### Objective
Take the data that follows and retype it word for word.

** Start of Source material **

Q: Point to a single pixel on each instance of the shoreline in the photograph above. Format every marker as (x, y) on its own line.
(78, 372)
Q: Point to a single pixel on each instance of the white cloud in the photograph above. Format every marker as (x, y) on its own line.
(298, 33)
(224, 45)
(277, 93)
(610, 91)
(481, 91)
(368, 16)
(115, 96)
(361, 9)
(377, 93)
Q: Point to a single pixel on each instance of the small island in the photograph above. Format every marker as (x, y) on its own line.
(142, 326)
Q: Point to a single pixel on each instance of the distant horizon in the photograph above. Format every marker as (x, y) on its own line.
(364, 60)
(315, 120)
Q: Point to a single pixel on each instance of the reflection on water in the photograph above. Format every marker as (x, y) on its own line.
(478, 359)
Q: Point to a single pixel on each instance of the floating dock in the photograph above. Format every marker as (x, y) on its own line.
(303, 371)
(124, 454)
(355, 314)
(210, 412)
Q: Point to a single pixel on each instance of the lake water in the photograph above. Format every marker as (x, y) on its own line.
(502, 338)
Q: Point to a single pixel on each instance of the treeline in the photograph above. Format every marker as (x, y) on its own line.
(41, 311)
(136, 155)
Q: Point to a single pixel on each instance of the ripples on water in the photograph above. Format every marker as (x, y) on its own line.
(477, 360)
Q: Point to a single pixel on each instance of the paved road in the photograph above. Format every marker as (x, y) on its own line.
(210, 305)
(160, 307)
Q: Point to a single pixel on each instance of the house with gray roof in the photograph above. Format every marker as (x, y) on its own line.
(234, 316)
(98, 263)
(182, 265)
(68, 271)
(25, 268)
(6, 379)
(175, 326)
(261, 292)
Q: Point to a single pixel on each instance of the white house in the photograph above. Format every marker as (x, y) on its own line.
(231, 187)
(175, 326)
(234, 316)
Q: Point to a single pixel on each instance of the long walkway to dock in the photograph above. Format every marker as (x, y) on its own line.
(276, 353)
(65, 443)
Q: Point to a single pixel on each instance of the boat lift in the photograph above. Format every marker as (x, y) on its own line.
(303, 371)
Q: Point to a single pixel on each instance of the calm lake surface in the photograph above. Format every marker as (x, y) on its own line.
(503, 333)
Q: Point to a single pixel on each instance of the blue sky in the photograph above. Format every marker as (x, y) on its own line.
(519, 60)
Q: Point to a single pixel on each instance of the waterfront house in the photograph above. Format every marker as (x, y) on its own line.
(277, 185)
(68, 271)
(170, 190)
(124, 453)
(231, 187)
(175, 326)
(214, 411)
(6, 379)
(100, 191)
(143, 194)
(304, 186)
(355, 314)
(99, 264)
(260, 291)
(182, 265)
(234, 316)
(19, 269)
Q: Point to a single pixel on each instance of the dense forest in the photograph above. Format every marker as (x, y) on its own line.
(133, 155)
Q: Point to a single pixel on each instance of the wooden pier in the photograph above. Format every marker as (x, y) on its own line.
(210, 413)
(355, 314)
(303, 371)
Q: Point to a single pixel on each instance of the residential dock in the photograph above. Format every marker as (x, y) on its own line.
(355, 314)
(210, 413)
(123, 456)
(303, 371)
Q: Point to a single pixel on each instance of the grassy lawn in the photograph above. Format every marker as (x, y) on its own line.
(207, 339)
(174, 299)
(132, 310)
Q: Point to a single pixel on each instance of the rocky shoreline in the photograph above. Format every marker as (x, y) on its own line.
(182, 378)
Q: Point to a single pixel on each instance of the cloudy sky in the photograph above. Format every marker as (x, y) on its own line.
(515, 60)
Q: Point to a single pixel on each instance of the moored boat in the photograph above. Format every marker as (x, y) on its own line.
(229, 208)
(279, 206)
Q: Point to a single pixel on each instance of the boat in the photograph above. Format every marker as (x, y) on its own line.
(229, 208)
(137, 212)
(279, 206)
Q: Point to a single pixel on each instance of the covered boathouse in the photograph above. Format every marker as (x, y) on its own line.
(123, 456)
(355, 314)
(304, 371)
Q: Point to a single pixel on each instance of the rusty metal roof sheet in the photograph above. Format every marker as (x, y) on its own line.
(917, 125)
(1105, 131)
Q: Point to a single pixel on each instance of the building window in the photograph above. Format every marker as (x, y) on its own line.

** End of Source material **

### Answer for the task
Q: Point to a single pixel on each instance of the shoreline in the photograph above. Format every marker as (x, y) on its own line.
(78, 372)
Q: Point to a single pixel on each instance of the white cloud in the photograph above. Format every marker as (x, y) on its own line.
(298, 33)
(224, 45)
(277, 93)
(610, 91)
(481, 91)
(368, 16)
(115, 96)
(361, 9)
(377, 93)
Q: Point to a single pixel on each instance of the small island in the photograph above. Format every marker as (x, y) on its own line.
(142, 326)
Q: Point to a single pixel on each instance of the distant horizon in the photograph above. Format every marker as (x, y) on its own line.
(364, 60)
(315, 120)
Q: Point to a single pixel on each instance of the reflection on water in the photograph above. Format every marker as (x, y) on its own line.
(478, 359)
Q: Point to a single pixel on each instance of the floating dock in the photograph above. Format every marker as (x, y) on its own line.
(303, 371)
(124, 454)
(355, 314)
(210, 412)
Q: Point to a single pixel on each instance of the lake water in the photograph above. Format every marker as (x, y) on its own line.
(502, 338)
Q: Point to a single pixel on each instance of the treeline in the photograph above. Format every marker as (x, y) on its own line.
(41, 311)
(136, 155)
Q: Point to a single pixel on each instance of the ripples on water in the photograph above. Format every marker as (x, y) on its own line.
(477, 360)
Q: Point to a single pixel on each instance of the paved road in the photograph above. Format every marker as (x, y) on its own line.
(210, 305)
(160, 307)
Q: Point to a single pixel on each instance of the house with gray roof in the photograph above. Format every marker as (x, y) on its own line.
(234, 316)
(98, 263)
(182, 265)
(68, 271)
(25, 268)
(6, 379)
(175, 326)
(261, 292)
Q: Point to a single pixel on each instance of the white house in the photograph above. Format every marker as (x, y) on its own line.
(231, 187)
(175, 326)
(234, 316)
Q: Point to a single pixel on each instance of the long walkway to dock in the photograph above. Format every marker as (x, y) on its own line.
(276, 353)
(65, 443)
Q: Point to a single pixel on each instance of the boat lift in the photograph above. Format every marker as (x, y) on its own line.
(303, 371)
Q: Point to a single pixel on each instance of the calm lake surface in the photograph above. Format every marker as (x, y) on its own line.
(503, 333)
Q: Point to a single pixel on each instance of the blue sky in the photograph above. Format every marker as (x, y) on its own line.
(519, 60)
Q: Point to a single pixel on each instance of the waterfront house in the photograph above. Format every marker as (x, y) on its own line.
(277, 185)
(68, 271)
(170, 190)
(124, 453)
(231, 187)
(175, 326)
(214, 411)
(6, 379)
(100, 191)
(143, 194)
(304, 186)
(355, 314)
(99, 264)
(260, 291)
(182, 265)
(234, 316)
(19, 269)
Q: Point to a single pixel on each instance of the dense forest in the photograph above. Format every marker as (x, y) on its own line.
(133, 155)
Q: Point to a single pixel on each instance of the wooden pier in the photograph above. Format every marker as (x, y) on its own line.
(210, 413)
(355, 314)
(303, 371)
Q: Point to a single pixel on each instance of the residential dock in the photograph above. Format every marker as (x, y) on its own line.
(355, 314)
(210, 413)
(123, 456)
(303, 371)
Q: Point to a single pixel on each instance of the grassy lawn in the photograph above. Format every marker as (x, y) on its own line.
(207, 339)
(174, 299)
(132, 310)
Q: Point to a single pixel on each instance of the rocky shoreline in the photograph above. Format every marker as (x, y) on its own line.
(182, 378)
Q: Point to a single pixel on each instance of the cloudy sky in the photograph above. Format every marker as (x, y) on its own line.
(515, 60)
Q: Point to a single pixel on each instance of the moored boat in the photograph above. Format every marker as (x, y) on its own line.
(229, 208)
(279, 206)
Q: Point to a single pixel on each instance of the boat in the photograph above. Format every marker as (x, y) on its own line.
(229, 208)
(137, 212)
(279, 206)
Q: Point to a single pixel on each instance of the covered boathouse in the photograph above. Format every marker as (x, y) on its own line.
(123, 456)
(355, 314)
(304, 371)
Q: Point to a single pixel on each instance of the rusty metal roof sheet in the photograph above. Format every marker as (x, y) on its own line.
(917, 125)
(1105, 131)
Q: Point to a single pixel on each instance of the building window in the photograph above. Format every marker as (x, y) on its own line.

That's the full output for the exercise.